Nothing but the line with "Would you kindly pick out the metal" and the lines after it, through the end of the records below, is to be repeated, exactly as it is.

▸ **INFORMATION SUPPLIED**
============================================================

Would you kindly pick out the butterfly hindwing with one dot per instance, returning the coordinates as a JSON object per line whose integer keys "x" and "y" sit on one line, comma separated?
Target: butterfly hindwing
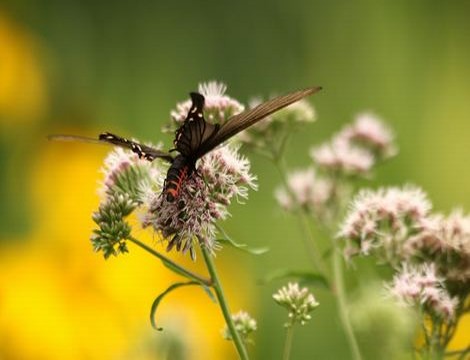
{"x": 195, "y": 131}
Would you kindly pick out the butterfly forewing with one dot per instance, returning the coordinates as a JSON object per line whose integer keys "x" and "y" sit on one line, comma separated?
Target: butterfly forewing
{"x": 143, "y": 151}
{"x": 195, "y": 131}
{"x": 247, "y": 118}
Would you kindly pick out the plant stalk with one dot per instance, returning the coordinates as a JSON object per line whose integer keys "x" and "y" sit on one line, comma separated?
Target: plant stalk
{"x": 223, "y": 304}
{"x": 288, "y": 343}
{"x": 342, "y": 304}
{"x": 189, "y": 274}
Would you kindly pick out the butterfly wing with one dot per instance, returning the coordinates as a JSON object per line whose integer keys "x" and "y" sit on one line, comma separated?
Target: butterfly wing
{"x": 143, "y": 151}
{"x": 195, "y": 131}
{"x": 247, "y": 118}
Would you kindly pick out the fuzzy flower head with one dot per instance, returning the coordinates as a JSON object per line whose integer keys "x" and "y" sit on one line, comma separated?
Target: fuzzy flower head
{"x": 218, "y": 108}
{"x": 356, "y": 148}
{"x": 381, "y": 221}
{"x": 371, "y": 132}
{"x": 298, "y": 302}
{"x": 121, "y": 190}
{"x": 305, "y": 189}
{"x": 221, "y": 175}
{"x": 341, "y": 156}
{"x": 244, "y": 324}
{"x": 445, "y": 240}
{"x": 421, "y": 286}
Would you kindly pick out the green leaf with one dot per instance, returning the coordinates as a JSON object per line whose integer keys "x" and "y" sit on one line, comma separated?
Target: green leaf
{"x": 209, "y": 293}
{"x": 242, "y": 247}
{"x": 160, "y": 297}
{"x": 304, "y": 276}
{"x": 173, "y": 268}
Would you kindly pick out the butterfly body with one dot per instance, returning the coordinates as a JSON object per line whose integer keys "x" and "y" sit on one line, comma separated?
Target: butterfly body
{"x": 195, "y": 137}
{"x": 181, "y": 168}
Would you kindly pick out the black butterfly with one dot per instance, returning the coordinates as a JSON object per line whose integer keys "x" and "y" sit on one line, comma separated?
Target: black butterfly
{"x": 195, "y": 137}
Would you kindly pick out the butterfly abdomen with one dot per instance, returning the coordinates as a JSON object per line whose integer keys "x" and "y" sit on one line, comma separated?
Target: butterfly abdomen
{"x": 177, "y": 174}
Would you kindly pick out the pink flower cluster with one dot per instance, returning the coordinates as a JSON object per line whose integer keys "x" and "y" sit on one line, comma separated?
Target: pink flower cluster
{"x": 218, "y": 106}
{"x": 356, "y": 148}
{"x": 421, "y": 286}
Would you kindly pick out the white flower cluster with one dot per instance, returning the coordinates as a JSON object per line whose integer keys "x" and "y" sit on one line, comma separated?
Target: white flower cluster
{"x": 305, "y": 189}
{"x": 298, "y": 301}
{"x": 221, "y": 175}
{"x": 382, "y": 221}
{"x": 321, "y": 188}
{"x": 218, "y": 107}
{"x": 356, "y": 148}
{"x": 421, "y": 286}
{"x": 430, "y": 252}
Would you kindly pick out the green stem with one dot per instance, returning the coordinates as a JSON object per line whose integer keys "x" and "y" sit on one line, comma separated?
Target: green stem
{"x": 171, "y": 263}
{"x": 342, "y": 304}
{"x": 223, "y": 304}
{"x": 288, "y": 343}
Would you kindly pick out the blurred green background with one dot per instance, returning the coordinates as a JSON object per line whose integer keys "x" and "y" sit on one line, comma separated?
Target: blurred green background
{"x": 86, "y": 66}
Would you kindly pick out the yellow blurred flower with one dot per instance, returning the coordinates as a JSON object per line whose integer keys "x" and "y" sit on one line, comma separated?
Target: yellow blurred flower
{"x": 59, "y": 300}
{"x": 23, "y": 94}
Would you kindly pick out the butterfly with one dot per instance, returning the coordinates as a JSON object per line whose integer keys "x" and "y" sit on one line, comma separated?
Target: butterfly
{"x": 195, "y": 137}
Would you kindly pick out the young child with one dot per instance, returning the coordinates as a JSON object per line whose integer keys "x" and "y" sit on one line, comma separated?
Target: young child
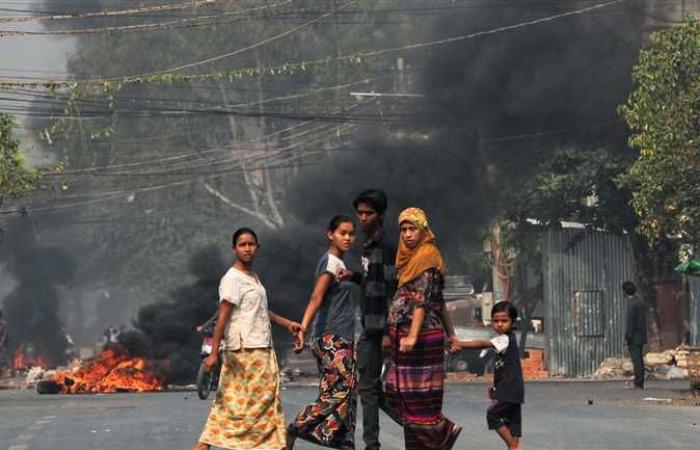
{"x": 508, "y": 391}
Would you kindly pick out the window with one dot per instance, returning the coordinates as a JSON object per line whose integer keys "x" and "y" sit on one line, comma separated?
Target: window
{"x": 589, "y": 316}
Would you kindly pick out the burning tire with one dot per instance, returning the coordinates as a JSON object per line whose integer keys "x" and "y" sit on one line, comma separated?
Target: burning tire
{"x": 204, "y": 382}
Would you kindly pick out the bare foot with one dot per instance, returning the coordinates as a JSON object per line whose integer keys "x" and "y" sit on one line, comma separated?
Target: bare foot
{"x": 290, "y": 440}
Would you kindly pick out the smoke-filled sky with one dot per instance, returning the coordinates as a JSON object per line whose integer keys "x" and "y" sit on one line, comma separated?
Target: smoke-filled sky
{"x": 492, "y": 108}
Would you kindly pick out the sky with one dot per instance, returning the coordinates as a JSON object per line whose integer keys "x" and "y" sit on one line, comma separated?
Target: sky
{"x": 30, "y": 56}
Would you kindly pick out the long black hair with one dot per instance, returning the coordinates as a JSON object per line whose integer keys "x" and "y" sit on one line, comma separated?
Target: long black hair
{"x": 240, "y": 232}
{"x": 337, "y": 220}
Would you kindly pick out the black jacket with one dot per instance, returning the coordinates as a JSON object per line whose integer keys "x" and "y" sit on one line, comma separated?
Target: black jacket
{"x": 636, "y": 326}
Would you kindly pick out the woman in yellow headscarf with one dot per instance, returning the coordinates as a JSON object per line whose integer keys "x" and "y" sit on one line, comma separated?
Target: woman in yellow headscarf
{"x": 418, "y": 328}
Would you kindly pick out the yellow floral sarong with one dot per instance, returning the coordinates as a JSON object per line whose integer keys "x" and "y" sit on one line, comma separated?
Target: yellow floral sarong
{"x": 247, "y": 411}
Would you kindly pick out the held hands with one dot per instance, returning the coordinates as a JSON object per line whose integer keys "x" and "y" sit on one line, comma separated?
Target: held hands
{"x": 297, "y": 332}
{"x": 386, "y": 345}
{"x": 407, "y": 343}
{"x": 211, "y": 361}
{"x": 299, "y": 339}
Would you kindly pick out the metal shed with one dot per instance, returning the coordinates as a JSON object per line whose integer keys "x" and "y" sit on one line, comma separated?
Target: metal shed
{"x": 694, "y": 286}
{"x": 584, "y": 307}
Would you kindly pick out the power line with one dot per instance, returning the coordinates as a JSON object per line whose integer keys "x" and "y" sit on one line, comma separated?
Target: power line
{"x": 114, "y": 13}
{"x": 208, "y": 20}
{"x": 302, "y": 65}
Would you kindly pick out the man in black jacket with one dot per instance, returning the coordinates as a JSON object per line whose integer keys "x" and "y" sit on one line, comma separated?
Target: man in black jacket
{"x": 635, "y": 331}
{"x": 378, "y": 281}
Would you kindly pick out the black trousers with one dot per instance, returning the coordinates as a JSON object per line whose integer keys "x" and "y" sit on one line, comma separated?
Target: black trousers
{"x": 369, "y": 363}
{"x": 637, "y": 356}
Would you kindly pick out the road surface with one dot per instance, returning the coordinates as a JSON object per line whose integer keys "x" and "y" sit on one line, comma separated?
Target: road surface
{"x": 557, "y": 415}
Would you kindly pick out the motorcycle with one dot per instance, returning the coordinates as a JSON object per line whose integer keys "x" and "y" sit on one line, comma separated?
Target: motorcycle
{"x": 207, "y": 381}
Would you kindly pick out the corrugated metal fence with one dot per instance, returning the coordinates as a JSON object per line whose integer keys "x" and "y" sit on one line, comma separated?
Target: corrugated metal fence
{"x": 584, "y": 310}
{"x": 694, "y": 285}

============================================================

▸ **FULL SOLUTION**
Would you kindly pick out the metal shed with one dot per instance, returning the coordinates as a JSON object per line whose integer keys "x" and "y" sit on one line, comma separated?
Target: metal shed
{"x": 694, "y": 286}
{"x": 584, "y": 307}
Would you kindly pick out the power line with one dot per instance, returning the coordinates as a JSON object per line whose integer keys "x" and "y" sit on one line, comma separated?
Target: power line
{"x": 114, "y": 13}
{"x": 208, "y": 20}
{"x": 302, "y": 65}
Would you kindly pick out the man in black jacket with one dot per instance, returning the coordinates as a JSON object per line whose integer keys "x" and "y" sit on one line, comma separated?
Target: man in black jacket
{"x": 635, "y": 331}
{"x": 378, "y": 281}
Would you kindly pick out the black trousers with one dot per instance, returning the coordinates as a JSON object per line whose integer keys "x" and "y" sit on one line, comma separated?
Target: black trousers
{"x": 369, "y": 363}
{"x": 637, "y": 356}
Would you kindly pick out the road surface with one dot per instance, returning the coordinates as a JSON object per line whose integer keys "x" and "y" sit on one line, comma separated?
Target: road surface
{"x": 557, "y": 415}
Would you kindly pick out the motorcycle with one dot per instance, returning the coordinates as a JSON object per line whose integer keys "x" and "y" sit on one line, comma separated?
Target: motorcycle
{"x": 207, "y": 381}
Would you kindly pick out the corrugated metal fence with one dot per instance, returning the coordinates as a JSON object per line whose integer keys "x" and "y" sit on one line, comma separated?
Target: corrugated metal fence
{"x": 584, "y": 310}
{"x": 694, "y": 285}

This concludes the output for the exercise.